GIVEN TASK:
Output the lines below as a JSON list of strings, one string per line, leaving out any blank lines.

EXTRACTED DATA:
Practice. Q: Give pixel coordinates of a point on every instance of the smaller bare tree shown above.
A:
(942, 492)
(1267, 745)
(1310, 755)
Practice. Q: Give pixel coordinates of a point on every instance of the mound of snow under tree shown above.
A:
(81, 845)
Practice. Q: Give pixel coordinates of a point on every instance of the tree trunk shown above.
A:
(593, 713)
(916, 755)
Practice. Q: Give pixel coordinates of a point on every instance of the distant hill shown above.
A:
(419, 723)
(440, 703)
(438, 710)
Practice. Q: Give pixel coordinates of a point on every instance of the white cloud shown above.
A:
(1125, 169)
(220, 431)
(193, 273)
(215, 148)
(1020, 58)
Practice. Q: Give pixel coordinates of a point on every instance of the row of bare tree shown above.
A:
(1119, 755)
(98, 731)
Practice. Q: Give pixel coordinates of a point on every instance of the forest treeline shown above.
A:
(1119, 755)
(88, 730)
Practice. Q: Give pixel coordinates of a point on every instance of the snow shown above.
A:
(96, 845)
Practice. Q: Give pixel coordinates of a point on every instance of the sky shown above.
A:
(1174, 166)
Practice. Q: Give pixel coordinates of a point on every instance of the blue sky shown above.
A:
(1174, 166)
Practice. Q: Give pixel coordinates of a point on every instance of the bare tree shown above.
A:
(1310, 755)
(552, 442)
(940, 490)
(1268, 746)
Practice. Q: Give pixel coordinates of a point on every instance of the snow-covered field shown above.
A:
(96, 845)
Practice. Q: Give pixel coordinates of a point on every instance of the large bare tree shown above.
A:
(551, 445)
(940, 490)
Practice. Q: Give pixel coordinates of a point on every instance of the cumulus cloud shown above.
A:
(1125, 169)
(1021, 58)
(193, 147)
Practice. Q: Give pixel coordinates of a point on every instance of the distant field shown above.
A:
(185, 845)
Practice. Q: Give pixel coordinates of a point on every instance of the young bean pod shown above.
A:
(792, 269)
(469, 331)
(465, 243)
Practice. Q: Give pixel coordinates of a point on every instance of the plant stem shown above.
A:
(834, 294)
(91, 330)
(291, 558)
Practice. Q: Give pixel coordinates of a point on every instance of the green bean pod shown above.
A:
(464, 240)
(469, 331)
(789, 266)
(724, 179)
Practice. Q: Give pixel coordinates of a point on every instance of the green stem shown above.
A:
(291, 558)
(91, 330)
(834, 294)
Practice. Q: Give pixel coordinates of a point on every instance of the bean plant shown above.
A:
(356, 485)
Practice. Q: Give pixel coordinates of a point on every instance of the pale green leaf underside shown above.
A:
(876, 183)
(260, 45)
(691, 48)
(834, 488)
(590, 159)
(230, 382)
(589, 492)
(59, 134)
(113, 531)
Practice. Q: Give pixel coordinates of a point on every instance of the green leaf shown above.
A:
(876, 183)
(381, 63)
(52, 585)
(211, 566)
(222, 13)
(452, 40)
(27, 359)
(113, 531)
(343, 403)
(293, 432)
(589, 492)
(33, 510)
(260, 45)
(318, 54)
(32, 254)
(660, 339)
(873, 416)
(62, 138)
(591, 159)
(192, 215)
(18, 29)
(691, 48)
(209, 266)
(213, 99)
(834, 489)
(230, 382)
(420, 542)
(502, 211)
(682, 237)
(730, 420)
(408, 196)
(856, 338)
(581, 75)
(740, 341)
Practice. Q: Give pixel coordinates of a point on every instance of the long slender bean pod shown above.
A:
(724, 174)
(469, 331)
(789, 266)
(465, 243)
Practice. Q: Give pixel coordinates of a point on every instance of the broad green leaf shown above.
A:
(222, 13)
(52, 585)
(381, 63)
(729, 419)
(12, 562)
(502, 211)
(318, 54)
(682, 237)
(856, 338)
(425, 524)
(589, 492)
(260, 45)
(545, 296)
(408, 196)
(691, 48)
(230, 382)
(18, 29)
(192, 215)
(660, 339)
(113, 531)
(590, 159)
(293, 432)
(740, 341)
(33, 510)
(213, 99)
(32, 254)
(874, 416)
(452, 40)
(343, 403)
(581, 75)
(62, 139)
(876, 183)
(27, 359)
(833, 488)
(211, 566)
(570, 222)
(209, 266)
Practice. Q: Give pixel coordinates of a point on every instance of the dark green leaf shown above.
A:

WRITTEN ANSWER:
[
  "Practice. Q: Give pixel coordinates of a point on every instance of the smaller bare tree shown above.",
  "A:",
  "(942, 492)",
  "(1267, 745)",
  "(1310, 755)",
  "Practice. Q: Give pixel coordinates of a point on every instance of the mound of snow under tree shown above.",
  "A:",
  "(81, 845)",
  "Practice. Q: Give pixel coordinates of a point on every instance of the tree trunk shown above.",
  "A:",
  "(593, 713)",
  "(916, 755)",
  "Practice. Q: Give pixel coordinates of a point on every instance of the distant hill shown above.",
  "A:",
  "(419, 723)",
  "(440, 703)",
  "(438, 710)",
  "Practice. Q: Give pixel coordinates of a point on every instance of the white cloud shown above.",
  "A:",
  "(1125, 169)",
  "(220, 431)",
  "(193, 273)",
  "(215, 148)",
  "(1020, 58)",
  "Practice. Q: Give pixel coordinates of a point on every instance of the row of bare tree shown above.",
  "A:",
  "(1119, 755)",
  "(98, 731)",
  "Practice. Q: Give pixel coordinates of a point on every instance of the forest treeline shown above.",
  "A:",
  "(1119, 755)",
  "(88, 730)",
  "Practice. Q: Give pixel coordinates of a point on every instance of the snow shown above.",
  "A:",
  "(96, 845)",
  "Practice. Q: Give pixel coordinates of a point on every instance of the sky shown above.",
  "A:",
  "(1174, 166)",
  "Practice. Q: Give pixel coordinates of a point on every instance of the blue sky shown above.",
  "A:",
  "(1174, 166)",
  "Practice. Q: Give pixel coordinates of a point on every instance of the bare tree shown above.",
  "A:",
  "(1310, 755)",
  "(552, 442)",
  "(940, 490)",
  "(1268, 746)",
  "Practice. Q: Give pixel coordinates of a point on every instance of the snow-covered field shown above.",
  "A:",
  "(96, 845)",
  "Practice. Q: Give pixel coordinates of a point on every instance of the large bare tree shown above.",
  "A:",
  "(551, 445)",
  "(940, 490)",
  "Practice. Q: Give pixel coordinates of a point on every instance of the cumulus cloud shown above.",
  "A:",
  "(1125, 169)",
  "(1021, 58)",
  "(193, 147)",
  "Practice. Q: Give pixel coordinates of a point on every instance of the distant field shown above.",
  "A:",
  "(185, 845)",
  "Practice. Q: Give pixel coordinates of a point on every instance of the young bean pod shown above.",
  "A:",
  "(792, 269)",
  "(469, 331)",
  "(465, 243)",
  "Practice. Q: Give pixel coordinates of a point on every instance of the plant stem shown above.",
  "A:",
  "(834, 294)",
  "(91, 330)",
  "(291, 558)",
  "Practice. Q: Give pixel coordinates of a point on every instance of the green bean pod shown above.",
  "A:",
  "(464, 240)",
  "(469, 331)",
  "(789, 266)",
  "(724, 179)",
  "Practice. Q: Give pixel coordinates of a point on every instance of the green stem shown above.",
  "A:",
  "(291, 558)",
  "(91, 330)",
  "(834, 294)",
  "Practice. Q: Give pixel coordinates of a point on every instance of the bean plant shown above.",
  "A:",
  "(356, 485)",
  "Practice. Q: Give pixel coordinates of a point on every instance of the pale green leaf underside shown above.",
  "A:",
  "(876, 183)",
  "(260, 45)",
  "(691, 48)",
  "(834, 488)",
  "(590, 159)",
  "(230, 382)",
  "(589, 492)",
  "(59, 134)",
  "(113, 531)",
  "Practice. Q: Give pixel coordinates of a point on every instance of the green leaf shown above.",
  "A:",
  "(876, 183)",
  "(381, 63)",
  "(52, 585)",
  "(211, 566)",
  "(222, 13)",
  "(452, 40)",
  "(27, 359)",
  "(113, 531)",
  "(343, 403)",
  "(293, 432)",
  "(589, 492)",
  "(33, 510)",
  "(260, 45)",
  "(318, 54)",
  "(32, 254)",
  "(660, 339)",
  "(873, 416)",
  "(62, 138)",
  "(591, 159)",
  "(192, 215)",
  "(18, 29)",
  "(691, 48)",
  "(209, 266)",
  "(213, 99)",
  "(834, 489)",
  "(230, 382)",
  "(420, 542)",
  "(502, 211)",
  "(682, 237)",
  "(730, 420)",
  "(408, 196)",
  "(856, 338)",
  "(581, 75)",
  "(740, 341)",
  "Practice. Q: Give pixel coordinates of a point on every instance of the long slender bean pod shown above.",
  "A:",
  "(724, 174)",
  "(469, 331)",
  "(789, 266)",
  "(465, 243)",
  "Practice. Q: Give pixel coordinates of a point on every instance of the broad green leaf shown above.",
  "A:",
  "(222, 13)",
  "(52, 585)",
  "(381, 63)",
  "(729, 419)",
  "(12, 562)",
  "(502, 211)",
  "(318, 54)",
  "(682, 237)",
  "(856, 338)",
  "(425, 524)",
  "(589, 492)",
  "(260, 45)",
  "(545, 296)",
  "(408, 196)",
  "(691, 48)",
  "(230, 382)",
  "(18, 29)",
  "(192, 215)",
  "(660, 339)",
  "(113, 531)",
  "(590, 159)",
  "(293, 432)",
  "(740, 341)",
  "(33, 510)",
  "(213, 99)",
  "(32, 254)",
  "(874, 416)",
  "(452, 40)",
  "(343, 403)",
  "(581, 75)",
  "(62, 139)",
  "(876, 183)",
  "(27, 359)",
  "(833, 488)",
  "(211, 566)",
  "(570, 222)",
  "(209, 266)",
  "Practice. Q: Give pixel coordinates of a point on every instance of the dark green leaf shown above.",
  "A:"
]